- [What to work on]:
Convert every line of the data below into a Markdown table with two columns, "Row" and "Text", where "Row" holds a running number and "Text" holds the line itself. Leave out blank lines.

- [Annotation dataset entries]:
<<<<
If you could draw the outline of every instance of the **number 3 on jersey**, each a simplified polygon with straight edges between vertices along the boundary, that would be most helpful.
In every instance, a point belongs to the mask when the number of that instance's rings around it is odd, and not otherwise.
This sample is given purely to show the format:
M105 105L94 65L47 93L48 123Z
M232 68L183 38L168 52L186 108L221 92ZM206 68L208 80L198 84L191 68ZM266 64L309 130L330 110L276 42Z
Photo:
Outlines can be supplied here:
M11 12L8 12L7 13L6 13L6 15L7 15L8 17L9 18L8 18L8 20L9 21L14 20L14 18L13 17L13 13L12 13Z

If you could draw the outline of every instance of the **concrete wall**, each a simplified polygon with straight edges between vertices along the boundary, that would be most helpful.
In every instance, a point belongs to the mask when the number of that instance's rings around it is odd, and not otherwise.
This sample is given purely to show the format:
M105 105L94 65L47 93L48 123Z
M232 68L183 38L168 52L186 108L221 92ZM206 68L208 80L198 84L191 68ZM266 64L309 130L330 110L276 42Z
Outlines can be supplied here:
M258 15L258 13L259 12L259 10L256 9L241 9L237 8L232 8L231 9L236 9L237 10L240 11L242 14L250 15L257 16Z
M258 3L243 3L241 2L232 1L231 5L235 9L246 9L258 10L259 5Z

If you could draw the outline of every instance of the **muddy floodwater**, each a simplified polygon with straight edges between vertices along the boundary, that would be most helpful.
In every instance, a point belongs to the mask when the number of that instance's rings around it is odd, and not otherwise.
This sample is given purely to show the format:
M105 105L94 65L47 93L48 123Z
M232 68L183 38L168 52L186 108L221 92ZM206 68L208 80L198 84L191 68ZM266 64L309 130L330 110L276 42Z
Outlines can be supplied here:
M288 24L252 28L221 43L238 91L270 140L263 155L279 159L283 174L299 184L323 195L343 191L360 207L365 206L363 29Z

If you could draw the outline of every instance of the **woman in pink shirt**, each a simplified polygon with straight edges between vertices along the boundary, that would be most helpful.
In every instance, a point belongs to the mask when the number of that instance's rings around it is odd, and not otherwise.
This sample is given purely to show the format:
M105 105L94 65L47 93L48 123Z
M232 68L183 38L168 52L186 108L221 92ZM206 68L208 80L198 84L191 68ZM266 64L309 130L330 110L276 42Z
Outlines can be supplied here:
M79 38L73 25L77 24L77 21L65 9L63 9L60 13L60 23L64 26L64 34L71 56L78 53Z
>>>>
- [Reply]:
| Row | Text |
|---|---|
| 1 | If you could draw the outline of every instance of the **number 3 on jersey**, each a simplified polygon with straight edges between vertices along the boundary, that would be most helpful. |
| 2 | In every instance, a point belongs to the mask when the number of that instance's rings around it is odd, and not otherwise. |
| 3 | This sample is given purely to show the format: |
| 4 | M105 105L94 65L47 93L48 123Z |
| 5 | M232 68L183 38L168 52L186 108L221 92ZM206 68L208 80L198 84L191 68ZM266 64L309 130L330 110L276 42Z |
| 6 | Photo: |
| 7 | Outlines can be supplied here: |
| 8 | M11 12L8 12L7 13L6 13L6 15L7 15L8 17L9 18L8 18L8 20L9 21L14 20L14 18L13 17L13 13L12 13Z |
| 9 | If you could draw the outline of every instance of the **concrete wall**, each a simplified polygon with straight edges between vertices along the boundary, that would be most helpful. |
| 10 | In every instance, a point belongs to the mask when the number of that instance's rings around it is odd, and not otherwise. |
| 11 | This sample is given purely to show the format: |
| 12 | M105 105L94 65L47 93L48 123Z |
| 13 | M232 68L183 38L168 52L186 108L221 92ZM206 68L208 80L198 84L191 68ZM266 64L309 130L330 110L276 42Z |
| 14 | Outlines can be supplied here: |
| 15 | M258 15L258 13L259 12L259 10L256 9L241 9L237 8L232 8L231 9L236 9L237 10L240 11L242 14L250 15L257 16Z |
| 16 | M258 3L243 3L241 2L232 1L231 5L235 9L246 9L258 10L259 5Z |
| 17 | If you could draw the outline of every instance of the **muddy floodwater**, each a simplified polygon with straight edges between vertices along the boundary, that would be most helpful. |
| 18 | In every instance, a point belongs to the mask when the number of that instance's rings around it is odd, and not otherwise. |
| 19 | This sample is given purely to show the format: |
| 20 | M105 105L94 65L47 93L48 123Z |
| 21 | M232 68L183 38L168 52L186 108L221 92ZM206 68L208 80L198 84L191 68ZM266 64L309 130L330 110L276 42Z |
| 22 | Outlines can be supplied here: |
| 23 | M288 24L252 28L221 43L238 91L270 140L263 155L279 159L283 174L299 184L323 195L343 191L360 207L365 206L363 29Z |
| 24 | If you could draw the outline of every instance of the **woman in pink shirt**, each a simplified polygon with straight edges between vertices along the boundary, that would be most helpful. |
| 25 | In every instance, a point belongs to the mask when the number of that instance's rings around it is odd, and not otherwise. |
| 26 | This sample is given purely to show the format: |
| 27 | M105 105L94 65L47 93L48 123Z |
| 28 | M232 68L183 38L168 52L186 108L221 92ZM206 68L208 80L198 84L191 68ZM266 64L309 130L330 110L276 42Z |
| 29 | Outlines can be supplied here: |
| 30 | M79 38L73 25L77 24L77 21L65 9L63 9L60 13L60 23L64 26L64 34L71 56L78 53Z |